**Data for this task**
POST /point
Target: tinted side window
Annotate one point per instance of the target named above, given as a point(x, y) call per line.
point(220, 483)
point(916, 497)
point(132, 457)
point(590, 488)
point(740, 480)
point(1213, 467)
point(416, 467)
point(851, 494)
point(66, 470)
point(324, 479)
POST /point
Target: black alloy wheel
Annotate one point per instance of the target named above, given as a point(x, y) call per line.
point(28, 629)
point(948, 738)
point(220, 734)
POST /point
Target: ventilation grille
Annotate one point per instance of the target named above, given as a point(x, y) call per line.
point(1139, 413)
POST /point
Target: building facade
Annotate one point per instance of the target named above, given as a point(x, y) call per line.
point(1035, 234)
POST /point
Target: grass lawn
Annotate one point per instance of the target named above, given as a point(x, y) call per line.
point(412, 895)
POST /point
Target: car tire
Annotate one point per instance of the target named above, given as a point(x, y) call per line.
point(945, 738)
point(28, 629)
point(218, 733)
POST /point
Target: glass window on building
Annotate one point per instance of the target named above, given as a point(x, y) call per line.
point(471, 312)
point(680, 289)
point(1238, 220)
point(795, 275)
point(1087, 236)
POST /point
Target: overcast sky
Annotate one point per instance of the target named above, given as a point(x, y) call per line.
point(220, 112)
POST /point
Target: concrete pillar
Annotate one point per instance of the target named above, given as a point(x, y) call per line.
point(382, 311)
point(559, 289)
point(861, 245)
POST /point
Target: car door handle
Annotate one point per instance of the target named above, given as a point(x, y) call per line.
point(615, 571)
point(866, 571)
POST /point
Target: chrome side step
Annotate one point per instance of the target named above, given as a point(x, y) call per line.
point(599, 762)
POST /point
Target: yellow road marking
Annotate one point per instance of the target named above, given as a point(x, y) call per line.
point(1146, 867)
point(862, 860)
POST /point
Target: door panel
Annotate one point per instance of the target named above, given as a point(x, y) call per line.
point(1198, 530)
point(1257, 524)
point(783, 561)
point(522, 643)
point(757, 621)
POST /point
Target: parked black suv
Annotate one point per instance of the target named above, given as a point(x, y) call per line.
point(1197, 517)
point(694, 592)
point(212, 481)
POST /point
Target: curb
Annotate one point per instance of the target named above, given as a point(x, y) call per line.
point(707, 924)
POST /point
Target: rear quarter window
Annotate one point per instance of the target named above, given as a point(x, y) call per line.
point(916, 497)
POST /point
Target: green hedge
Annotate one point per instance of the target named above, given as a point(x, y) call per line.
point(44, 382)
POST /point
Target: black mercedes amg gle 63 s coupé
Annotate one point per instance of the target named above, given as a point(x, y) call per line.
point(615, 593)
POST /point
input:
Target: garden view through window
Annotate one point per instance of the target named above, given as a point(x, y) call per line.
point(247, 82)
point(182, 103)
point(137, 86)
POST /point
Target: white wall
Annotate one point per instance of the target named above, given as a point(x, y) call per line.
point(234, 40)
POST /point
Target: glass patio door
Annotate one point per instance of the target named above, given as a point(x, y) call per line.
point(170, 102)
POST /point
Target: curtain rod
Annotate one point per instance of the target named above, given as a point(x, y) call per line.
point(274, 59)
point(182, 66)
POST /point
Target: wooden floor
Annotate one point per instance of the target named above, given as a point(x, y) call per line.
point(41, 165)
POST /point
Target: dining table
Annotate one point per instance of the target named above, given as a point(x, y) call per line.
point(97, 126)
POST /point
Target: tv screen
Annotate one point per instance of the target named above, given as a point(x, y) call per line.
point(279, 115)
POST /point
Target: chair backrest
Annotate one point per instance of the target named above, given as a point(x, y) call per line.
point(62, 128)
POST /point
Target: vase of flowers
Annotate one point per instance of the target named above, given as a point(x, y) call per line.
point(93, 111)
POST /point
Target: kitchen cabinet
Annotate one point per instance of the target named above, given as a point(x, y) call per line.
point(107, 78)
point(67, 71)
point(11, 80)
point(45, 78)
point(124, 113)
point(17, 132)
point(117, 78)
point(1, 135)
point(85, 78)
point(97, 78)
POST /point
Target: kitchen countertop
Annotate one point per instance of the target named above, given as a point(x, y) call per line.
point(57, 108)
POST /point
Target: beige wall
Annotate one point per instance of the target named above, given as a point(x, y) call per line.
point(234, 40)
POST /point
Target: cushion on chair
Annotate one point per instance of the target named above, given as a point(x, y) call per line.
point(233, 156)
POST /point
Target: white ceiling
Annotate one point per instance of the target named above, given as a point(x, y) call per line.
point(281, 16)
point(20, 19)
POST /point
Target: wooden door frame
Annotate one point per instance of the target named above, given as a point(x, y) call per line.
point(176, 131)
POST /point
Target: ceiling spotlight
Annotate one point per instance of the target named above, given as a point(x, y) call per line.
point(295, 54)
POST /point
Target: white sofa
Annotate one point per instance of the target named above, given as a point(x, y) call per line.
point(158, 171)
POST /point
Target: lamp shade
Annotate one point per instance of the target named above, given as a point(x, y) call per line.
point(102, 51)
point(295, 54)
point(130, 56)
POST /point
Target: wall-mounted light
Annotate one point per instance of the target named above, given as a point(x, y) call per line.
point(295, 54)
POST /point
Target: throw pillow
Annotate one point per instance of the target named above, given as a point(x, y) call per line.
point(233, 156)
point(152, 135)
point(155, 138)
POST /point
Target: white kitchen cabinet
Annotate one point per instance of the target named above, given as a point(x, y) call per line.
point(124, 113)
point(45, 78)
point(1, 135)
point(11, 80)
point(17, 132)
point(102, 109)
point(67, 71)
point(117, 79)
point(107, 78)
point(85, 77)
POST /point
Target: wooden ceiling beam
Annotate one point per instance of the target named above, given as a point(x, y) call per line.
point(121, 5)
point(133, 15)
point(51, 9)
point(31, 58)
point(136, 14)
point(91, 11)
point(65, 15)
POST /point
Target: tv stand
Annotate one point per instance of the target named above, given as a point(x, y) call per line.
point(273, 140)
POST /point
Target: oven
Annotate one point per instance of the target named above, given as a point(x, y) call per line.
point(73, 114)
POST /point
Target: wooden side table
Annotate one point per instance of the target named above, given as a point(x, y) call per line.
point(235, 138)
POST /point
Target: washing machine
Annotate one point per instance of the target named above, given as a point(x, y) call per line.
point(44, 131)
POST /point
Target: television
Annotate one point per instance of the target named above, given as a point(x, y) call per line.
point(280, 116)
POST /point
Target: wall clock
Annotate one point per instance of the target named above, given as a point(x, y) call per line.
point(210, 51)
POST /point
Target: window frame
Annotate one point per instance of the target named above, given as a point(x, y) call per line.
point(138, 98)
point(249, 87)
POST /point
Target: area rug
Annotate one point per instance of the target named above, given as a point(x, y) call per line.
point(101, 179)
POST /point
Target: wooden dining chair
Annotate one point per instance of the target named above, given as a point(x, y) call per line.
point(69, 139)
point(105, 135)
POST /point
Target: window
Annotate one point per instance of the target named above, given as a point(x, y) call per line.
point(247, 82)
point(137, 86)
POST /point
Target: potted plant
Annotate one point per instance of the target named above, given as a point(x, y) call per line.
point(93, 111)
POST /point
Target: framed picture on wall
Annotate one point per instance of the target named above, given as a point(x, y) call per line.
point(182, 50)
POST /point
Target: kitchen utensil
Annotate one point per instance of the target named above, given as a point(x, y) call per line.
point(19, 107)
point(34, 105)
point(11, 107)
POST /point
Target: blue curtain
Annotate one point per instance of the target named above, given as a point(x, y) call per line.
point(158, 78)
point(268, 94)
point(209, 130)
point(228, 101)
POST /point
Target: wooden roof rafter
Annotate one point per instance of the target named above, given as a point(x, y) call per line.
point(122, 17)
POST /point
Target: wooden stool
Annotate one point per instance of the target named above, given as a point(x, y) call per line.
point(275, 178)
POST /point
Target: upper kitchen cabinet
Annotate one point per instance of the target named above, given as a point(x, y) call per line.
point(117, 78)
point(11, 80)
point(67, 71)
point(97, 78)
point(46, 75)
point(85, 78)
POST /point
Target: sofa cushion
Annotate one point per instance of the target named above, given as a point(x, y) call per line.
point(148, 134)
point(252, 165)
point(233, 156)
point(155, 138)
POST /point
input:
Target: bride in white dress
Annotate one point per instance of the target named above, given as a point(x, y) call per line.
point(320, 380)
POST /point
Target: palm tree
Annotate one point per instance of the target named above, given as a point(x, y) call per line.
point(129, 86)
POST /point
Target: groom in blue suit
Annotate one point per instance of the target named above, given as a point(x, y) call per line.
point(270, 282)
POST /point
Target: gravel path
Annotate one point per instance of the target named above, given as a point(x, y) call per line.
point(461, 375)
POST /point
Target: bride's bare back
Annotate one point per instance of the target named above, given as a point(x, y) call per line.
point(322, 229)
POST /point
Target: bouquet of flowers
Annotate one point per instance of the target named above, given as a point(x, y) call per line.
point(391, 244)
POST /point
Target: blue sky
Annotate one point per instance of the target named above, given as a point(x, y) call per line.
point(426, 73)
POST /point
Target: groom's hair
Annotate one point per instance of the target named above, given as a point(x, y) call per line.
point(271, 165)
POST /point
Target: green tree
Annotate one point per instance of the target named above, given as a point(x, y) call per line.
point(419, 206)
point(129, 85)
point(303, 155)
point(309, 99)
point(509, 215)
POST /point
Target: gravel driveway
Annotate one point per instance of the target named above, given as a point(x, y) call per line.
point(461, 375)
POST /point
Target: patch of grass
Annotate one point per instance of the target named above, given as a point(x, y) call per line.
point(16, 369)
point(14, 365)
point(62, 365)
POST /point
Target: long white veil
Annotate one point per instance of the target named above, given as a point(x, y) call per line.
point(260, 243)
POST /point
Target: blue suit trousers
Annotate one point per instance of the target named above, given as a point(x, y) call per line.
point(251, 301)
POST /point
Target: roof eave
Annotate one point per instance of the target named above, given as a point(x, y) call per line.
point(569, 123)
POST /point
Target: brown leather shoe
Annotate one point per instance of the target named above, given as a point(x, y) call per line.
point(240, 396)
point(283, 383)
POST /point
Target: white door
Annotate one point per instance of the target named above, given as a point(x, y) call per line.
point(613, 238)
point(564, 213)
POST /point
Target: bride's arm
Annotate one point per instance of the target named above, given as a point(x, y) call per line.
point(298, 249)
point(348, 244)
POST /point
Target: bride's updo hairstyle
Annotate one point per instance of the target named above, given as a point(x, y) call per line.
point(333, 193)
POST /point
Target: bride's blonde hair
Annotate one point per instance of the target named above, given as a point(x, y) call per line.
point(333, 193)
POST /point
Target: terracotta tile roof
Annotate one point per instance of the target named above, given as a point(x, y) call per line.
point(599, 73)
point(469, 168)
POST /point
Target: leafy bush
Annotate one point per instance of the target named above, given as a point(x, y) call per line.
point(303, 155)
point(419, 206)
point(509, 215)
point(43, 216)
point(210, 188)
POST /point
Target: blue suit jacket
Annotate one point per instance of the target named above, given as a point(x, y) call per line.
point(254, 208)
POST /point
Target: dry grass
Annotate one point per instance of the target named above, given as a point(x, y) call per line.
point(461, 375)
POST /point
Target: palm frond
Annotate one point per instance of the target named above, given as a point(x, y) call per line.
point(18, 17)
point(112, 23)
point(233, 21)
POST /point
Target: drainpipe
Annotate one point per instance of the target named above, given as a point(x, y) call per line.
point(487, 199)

**What needs to be done**
Whenever a line above contains "wall", copy that line.

**Solution for this exercise**
Target: white wall
Target: beige wall
Target: wall-mounted light
Target: wall clock
Target: framed picture on wall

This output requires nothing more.